What is expected: Determine the number of lines of the records below that include "blue". Respond with the number and no other text.

[Natural-language object grounding data]
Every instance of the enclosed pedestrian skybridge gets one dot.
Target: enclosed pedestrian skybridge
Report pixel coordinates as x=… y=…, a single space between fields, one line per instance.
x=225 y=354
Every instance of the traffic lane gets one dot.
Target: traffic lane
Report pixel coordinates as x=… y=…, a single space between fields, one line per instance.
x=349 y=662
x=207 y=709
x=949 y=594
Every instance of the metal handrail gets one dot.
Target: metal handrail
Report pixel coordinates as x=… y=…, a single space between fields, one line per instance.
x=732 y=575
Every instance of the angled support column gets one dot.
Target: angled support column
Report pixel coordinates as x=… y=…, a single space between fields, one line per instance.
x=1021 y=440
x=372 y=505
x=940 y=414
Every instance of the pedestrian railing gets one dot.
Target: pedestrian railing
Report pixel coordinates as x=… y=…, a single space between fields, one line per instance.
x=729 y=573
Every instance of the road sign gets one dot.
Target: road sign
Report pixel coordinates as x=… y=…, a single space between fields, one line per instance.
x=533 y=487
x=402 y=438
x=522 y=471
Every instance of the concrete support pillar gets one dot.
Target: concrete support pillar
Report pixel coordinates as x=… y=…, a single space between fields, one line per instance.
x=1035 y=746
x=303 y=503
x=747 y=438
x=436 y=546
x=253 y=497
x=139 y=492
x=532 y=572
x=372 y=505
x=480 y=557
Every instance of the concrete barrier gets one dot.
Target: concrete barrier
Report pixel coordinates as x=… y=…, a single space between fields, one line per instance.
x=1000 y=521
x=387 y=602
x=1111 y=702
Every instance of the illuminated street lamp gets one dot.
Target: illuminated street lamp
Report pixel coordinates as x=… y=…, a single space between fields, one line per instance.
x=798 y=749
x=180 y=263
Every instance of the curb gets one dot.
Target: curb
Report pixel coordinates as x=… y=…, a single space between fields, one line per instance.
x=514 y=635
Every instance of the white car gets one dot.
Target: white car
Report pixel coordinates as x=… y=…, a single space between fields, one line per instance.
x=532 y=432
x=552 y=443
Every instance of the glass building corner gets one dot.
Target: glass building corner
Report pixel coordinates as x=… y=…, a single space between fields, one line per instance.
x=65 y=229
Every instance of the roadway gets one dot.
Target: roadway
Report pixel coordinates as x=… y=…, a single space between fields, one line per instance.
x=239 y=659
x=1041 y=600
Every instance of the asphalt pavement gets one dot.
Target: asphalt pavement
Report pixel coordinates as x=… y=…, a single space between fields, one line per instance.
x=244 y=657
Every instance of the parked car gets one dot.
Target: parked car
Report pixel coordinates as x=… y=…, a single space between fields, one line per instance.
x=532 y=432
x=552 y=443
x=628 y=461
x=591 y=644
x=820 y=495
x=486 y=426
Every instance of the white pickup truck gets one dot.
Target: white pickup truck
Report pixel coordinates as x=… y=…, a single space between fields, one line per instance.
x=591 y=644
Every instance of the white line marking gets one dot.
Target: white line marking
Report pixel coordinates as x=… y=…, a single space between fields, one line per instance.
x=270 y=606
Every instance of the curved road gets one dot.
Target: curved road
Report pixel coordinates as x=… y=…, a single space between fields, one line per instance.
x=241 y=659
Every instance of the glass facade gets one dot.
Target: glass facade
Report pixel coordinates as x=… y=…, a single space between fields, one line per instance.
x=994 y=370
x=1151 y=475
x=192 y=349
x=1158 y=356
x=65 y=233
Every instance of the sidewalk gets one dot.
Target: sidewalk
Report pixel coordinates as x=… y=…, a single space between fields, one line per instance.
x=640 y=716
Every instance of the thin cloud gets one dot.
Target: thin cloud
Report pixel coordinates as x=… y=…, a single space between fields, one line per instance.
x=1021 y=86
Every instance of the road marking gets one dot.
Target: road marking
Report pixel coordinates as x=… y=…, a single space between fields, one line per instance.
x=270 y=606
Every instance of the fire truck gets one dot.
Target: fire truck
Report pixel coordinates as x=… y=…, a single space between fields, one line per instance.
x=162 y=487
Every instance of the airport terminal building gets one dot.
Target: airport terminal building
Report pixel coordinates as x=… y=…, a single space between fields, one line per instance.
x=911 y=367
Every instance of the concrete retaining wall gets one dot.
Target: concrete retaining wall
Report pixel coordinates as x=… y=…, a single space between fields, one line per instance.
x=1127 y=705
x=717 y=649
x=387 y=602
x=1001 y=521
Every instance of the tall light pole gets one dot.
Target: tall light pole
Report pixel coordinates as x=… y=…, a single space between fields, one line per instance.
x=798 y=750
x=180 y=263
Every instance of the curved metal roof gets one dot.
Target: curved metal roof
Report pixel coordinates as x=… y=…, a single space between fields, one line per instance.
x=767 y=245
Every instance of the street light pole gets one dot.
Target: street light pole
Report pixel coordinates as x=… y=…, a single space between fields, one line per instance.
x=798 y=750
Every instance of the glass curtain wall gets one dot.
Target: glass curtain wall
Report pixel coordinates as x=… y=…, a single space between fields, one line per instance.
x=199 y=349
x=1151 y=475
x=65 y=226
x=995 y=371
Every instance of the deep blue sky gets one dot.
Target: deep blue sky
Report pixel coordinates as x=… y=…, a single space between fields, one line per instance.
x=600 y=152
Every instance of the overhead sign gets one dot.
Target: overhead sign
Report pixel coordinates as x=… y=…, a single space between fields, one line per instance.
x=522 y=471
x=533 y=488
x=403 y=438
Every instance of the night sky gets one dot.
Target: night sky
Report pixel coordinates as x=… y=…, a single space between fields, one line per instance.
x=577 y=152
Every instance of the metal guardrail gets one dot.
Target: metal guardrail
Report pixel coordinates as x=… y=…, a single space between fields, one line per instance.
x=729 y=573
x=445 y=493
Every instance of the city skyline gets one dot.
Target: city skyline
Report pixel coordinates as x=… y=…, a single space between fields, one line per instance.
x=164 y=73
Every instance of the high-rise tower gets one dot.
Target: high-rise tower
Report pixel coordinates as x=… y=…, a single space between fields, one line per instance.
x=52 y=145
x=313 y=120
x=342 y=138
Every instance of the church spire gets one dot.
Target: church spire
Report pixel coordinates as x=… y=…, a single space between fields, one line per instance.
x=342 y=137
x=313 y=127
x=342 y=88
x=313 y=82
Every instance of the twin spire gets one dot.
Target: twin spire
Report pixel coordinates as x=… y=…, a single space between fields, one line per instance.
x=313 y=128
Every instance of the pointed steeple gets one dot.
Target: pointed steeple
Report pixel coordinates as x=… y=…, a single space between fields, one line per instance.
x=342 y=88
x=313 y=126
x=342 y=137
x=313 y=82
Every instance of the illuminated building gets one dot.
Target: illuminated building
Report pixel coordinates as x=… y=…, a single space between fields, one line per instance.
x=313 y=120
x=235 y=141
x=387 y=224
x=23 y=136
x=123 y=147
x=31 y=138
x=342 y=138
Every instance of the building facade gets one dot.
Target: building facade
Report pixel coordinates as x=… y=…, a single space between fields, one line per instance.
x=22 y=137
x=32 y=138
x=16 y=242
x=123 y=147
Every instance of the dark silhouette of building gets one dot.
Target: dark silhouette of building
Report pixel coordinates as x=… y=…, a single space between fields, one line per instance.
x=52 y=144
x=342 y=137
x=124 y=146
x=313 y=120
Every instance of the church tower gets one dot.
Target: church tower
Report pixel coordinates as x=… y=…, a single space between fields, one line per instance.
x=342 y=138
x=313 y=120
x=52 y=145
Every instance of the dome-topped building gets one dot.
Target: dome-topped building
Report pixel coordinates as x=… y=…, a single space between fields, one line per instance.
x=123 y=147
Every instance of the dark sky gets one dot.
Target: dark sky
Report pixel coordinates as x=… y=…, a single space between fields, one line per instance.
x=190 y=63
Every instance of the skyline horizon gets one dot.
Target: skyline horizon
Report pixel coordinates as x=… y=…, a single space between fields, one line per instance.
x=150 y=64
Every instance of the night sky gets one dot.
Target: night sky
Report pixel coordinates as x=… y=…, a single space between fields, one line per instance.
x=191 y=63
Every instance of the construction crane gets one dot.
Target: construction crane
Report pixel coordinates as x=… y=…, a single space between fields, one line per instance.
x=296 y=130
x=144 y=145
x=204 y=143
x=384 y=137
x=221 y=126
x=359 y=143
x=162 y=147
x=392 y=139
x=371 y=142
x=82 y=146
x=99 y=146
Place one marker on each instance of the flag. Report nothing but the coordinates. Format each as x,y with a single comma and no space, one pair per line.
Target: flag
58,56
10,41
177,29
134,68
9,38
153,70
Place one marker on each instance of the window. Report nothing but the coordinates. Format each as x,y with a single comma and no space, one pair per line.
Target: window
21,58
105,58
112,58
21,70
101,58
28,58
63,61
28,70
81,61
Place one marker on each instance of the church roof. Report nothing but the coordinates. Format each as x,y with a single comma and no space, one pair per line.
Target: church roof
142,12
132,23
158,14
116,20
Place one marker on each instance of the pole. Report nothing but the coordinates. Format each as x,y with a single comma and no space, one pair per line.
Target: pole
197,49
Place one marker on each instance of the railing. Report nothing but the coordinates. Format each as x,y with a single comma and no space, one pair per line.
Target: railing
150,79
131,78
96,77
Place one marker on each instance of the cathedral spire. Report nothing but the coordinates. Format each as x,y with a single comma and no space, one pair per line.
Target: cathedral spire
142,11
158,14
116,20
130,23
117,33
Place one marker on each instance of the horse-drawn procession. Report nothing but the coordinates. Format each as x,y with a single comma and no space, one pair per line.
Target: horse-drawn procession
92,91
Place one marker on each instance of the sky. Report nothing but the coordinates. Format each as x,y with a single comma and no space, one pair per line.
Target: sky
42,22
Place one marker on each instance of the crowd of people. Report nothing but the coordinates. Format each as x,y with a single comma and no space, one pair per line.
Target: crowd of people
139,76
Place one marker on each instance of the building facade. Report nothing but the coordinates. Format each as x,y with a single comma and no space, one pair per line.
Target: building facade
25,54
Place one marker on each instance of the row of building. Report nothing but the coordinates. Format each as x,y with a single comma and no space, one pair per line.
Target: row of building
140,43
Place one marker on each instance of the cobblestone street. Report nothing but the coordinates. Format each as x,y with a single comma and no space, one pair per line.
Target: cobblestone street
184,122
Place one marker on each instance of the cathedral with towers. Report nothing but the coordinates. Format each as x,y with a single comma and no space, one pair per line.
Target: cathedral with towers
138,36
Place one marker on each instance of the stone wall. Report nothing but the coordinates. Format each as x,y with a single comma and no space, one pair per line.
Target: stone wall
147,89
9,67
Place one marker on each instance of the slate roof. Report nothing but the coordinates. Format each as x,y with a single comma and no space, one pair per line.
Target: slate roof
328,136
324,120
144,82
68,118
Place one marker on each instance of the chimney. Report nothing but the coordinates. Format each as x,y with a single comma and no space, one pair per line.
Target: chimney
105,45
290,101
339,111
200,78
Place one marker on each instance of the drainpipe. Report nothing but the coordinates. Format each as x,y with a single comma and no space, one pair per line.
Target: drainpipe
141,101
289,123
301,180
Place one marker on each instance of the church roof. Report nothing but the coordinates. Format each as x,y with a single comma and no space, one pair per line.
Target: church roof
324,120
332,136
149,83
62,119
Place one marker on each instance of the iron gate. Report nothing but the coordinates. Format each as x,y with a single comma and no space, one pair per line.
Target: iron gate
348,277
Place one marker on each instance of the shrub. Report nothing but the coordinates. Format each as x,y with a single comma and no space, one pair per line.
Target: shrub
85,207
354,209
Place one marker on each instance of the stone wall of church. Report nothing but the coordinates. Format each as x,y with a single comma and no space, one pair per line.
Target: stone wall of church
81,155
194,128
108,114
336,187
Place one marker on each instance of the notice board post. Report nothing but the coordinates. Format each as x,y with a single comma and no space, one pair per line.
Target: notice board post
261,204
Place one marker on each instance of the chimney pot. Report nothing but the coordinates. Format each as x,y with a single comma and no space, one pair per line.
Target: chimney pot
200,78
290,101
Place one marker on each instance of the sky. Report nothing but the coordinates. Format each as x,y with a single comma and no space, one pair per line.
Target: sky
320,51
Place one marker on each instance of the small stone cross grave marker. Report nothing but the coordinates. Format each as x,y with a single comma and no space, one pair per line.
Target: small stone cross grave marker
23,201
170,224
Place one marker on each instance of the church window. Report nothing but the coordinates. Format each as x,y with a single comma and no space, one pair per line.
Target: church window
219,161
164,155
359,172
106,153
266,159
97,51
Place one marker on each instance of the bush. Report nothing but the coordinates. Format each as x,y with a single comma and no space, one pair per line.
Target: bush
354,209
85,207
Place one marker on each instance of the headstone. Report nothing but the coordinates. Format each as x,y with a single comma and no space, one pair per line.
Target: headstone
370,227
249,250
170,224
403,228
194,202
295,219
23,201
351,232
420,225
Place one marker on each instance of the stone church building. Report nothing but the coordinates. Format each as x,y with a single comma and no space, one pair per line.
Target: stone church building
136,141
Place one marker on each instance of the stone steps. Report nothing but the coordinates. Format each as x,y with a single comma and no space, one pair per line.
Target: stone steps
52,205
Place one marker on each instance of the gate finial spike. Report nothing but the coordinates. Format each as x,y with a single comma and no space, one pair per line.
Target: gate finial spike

Solution: 2